TESTO PROPOSTO |
L'acquirente, che era ignaro di tutto ciò, aveva comunque chiesto prima al Tribunale e poi in Appello di ottenere comunque l’esecuzione dell’obbligo di concludere il contratto ex art. 2932 c.c pur a fronte delle difformità rilevate, e che il venditore fosse condannato al pagamento delle spese necessarie al conseguimento della sanatoria edilizia, in quanto la perizia tecnica aveva constatato la sanabilità delle difformità, trattandosi di modifiche interne all'immobile.

Per i primi due gradi di giudizio, niente da fare: l'immobile era incommerciabile per via delle difformità. Ma non per la Cassazione: è possibile concludere un contratto avente a oggetto un immobile affetto da difformità - sanabili ma non condonate - rispetto al progetto edilizio.

Compravendita: se c'è apposita dichiarazione, ok anche se manca la conformità edilizia

L'art. 46, comma 1, del Dpr n. 380/2001, infatti, dispone che "Gli atti tra vivi, sia in forma pubblica, sia in forma privata, aventi per oggetto trasferimento o costituzione o scioglimento della comunione di diritti reali, relativi ad edifici, o loro parti, la cui costruzione e' iniziata dopo il 17 marzo 1985, sono nulli e non possono essere stipulati ove da essi non risultino, per dichiarazione dell'alienante, gli estremi del permesso di costruire o del permesso in sanatoria. Tali disposizioni non si applicano agli atti costitutivi, modificativi o estintivi di diritti reali di garanzia o di servitu'."

COMPITI |
[a] Rispondi a queste domande sul testo relativo alla compravendita di immobili difformi:
(i) Che cosa aveva constatato la perizia tecnica riguardo alle difformità?
(ii) Per quale motivo i primi due gradi di giudizio avevano dato torto all'acquirente?
(iii) A quali atti, secondo l'art. 46, comma 1, non si applicano le disposizioni citate?
[b] Completa il testo sulla compravendita di immobili difformi scrivendo il passaggio che segue la citazione dell'art. 46.

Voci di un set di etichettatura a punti
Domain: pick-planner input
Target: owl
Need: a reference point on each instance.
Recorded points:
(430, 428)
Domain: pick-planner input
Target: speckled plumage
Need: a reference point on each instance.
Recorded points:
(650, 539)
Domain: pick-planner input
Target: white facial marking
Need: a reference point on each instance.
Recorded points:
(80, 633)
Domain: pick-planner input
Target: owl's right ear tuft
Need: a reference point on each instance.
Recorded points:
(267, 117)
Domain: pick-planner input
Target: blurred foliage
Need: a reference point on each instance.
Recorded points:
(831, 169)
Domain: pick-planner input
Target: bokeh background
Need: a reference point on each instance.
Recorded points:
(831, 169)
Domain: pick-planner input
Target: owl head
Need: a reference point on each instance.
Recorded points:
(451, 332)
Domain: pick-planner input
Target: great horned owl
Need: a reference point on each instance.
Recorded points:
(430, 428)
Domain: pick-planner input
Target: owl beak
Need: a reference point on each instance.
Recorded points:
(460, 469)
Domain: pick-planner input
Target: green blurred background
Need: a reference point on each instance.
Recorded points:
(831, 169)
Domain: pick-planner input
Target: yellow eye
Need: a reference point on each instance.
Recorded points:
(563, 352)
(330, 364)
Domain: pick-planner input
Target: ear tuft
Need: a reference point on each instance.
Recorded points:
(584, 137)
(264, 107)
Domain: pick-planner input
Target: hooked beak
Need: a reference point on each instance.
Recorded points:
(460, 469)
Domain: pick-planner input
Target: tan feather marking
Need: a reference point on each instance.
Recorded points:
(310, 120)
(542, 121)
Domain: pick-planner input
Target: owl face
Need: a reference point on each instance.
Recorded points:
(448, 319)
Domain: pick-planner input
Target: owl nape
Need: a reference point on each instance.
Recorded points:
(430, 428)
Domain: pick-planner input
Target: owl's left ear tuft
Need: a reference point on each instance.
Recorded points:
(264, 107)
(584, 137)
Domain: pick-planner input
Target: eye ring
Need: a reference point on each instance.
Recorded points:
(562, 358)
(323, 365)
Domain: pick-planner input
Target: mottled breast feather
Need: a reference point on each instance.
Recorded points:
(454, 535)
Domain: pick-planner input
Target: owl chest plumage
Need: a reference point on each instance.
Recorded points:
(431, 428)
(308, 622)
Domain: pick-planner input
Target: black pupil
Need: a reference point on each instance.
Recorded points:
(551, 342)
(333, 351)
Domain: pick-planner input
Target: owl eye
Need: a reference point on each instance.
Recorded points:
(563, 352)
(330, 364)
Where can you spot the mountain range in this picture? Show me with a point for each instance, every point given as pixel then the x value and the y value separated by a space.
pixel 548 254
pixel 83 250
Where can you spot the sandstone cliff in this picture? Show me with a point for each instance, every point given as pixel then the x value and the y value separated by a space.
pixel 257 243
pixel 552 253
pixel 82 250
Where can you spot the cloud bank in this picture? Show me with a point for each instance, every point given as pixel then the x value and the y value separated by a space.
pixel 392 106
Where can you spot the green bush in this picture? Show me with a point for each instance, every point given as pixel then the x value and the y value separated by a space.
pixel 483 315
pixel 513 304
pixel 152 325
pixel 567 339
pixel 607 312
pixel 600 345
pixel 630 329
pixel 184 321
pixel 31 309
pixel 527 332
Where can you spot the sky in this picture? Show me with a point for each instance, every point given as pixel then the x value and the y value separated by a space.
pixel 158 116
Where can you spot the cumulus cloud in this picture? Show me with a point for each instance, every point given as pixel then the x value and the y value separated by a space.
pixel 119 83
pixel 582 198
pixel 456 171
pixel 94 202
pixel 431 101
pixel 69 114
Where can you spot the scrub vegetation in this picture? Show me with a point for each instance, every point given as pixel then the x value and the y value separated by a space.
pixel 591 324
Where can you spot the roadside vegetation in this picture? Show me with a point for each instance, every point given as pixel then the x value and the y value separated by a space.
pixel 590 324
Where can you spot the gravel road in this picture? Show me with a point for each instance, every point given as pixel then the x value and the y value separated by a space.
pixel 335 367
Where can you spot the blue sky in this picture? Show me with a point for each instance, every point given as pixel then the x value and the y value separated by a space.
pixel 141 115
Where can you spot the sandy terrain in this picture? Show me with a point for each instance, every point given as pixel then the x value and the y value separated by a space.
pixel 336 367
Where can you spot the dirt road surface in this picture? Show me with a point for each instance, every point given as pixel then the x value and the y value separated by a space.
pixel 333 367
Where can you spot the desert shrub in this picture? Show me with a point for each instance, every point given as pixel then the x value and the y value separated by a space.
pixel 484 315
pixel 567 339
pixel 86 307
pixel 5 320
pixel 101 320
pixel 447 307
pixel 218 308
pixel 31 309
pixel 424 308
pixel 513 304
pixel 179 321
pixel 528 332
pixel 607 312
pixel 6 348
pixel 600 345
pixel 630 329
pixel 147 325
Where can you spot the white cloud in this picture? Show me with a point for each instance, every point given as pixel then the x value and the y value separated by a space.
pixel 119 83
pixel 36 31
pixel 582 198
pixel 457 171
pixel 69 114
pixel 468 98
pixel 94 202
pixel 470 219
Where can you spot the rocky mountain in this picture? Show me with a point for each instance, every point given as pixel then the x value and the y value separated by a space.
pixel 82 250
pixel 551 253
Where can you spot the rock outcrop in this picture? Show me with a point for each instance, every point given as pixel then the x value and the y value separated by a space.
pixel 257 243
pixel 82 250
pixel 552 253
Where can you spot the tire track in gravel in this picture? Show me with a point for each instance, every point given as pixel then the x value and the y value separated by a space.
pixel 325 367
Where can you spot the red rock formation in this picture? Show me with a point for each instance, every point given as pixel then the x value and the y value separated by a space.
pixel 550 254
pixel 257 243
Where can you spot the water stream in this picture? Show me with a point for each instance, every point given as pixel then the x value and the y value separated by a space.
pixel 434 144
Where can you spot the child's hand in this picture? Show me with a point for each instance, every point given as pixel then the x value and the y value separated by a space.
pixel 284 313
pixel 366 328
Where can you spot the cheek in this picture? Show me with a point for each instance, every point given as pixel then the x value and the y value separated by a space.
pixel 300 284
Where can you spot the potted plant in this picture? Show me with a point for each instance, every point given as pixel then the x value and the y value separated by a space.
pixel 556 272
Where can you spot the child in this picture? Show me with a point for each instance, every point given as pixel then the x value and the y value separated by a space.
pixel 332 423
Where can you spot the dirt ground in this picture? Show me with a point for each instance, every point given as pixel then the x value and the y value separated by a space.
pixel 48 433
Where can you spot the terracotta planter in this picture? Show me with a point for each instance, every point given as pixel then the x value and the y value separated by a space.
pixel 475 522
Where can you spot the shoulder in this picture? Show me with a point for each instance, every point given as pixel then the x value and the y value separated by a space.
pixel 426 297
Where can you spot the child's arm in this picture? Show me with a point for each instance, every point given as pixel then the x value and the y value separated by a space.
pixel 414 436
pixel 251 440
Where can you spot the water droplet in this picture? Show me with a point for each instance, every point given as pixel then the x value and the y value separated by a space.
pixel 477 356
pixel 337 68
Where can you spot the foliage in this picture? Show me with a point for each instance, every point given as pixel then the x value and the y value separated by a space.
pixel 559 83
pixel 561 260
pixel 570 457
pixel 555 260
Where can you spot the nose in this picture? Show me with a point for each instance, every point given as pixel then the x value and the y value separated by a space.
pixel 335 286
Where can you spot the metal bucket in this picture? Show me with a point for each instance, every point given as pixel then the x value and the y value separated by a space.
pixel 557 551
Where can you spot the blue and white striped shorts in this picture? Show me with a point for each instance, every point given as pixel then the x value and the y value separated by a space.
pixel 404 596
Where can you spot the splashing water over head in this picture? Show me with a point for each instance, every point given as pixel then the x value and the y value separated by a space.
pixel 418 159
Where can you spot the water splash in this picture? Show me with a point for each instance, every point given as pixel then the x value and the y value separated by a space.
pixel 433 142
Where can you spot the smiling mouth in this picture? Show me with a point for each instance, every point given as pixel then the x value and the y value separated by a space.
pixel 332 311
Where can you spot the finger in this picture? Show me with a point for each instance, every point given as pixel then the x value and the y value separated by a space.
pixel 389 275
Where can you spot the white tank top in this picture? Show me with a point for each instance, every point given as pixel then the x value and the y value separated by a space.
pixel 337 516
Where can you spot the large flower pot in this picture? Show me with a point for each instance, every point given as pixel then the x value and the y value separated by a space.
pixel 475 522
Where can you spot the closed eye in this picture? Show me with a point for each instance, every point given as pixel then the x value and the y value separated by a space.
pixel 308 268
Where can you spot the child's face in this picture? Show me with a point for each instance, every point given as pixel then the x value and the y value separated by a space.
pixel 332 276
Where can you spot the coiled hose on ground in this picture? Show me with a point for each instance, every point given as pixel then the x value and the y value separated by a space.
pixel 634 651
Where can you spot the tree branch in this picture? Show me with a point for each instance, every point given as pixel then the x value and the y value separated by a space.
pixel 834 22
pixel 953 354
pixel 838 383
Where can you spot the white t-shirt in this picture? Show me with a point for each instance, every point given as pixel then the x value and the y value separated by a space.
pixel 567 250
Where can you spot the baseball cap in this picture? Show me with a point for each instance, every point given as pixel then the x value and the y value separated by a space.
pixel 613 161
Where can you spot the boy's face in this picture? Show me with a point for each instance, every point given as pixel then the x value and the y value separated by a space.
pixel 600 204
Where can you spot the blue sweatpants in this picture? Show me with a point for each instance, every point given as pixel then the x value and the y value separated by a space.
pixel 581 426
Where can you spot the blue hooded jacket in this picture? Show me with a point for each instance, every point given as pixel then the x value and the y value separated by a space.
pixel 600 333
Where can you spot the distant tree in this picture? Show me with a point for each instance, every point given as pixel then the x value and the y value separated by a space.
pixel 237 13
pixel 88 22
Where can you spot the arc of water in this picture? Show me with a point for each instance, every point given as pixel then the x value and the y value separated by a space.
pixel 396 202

RISPOSTE |
[a]
(i) Aveva constatato la sanabilità delle difformità, trattandosi di modifiche interne all'immobile.
(ii) L'immobile era incommerciabile per via delle difformità.
(iii) Agli atti costitutivi, modificativi o estintivi di diritti reali di garanzia o di servitù.

[b]
Ergo, perché una compravendita immobiliare possa andare a buon fine, serve la "dichiarazione" della parte alienante indicativa degli "estremi" del permesso di costruire, o del permesso in sanatoria (per l'art. 40, comma 2, legge 47/1985 è sufficiente anche la indicazione degli estremi della presentazione della domanda di concessione in sanatoria, e dei versamenti delle rate relative alla oblazione), o della segnalazione certificata di inizio di attività, o ancora -ma solo per le opere iniziate anteriormente al 1.9.1967: art. 40, comma 2, legge n. 47/1985- la "dichiarazione sostitutiva di atto notorio" attestante che l'opera è iniziata anteriormente alla data predetta (nel particolare caso di abusività dell'immobile sopravvenuta all'annullamento del titolo edilizio, operato in sede di autotutela o in sede giurisdizionale amministrativa, cui è conseguita soltanto una sanzione pecuniaria, è richiesto ai fini della validità dell'atto di vendita la prova documentale della integrale corresponsione della sanzione amministrativa pecuniaria che "produce i medesimi effetti del permesso di costruire in sanatoria": art. 38co2 Dpr n. 380/2001).

E' quindi la mancanza dei “requisiti dichiarativi” che comporta la nullità del contratto e non la "mancata conformità dell'immobile allo strumento urbanistico". Questo - aggiungono i giudici - è avvalorato dal fatto che il legislatore non ha inserito tale prescrizione tra gli elementi essenziali e perfezionativi del contratto di trasferimento della proprietà.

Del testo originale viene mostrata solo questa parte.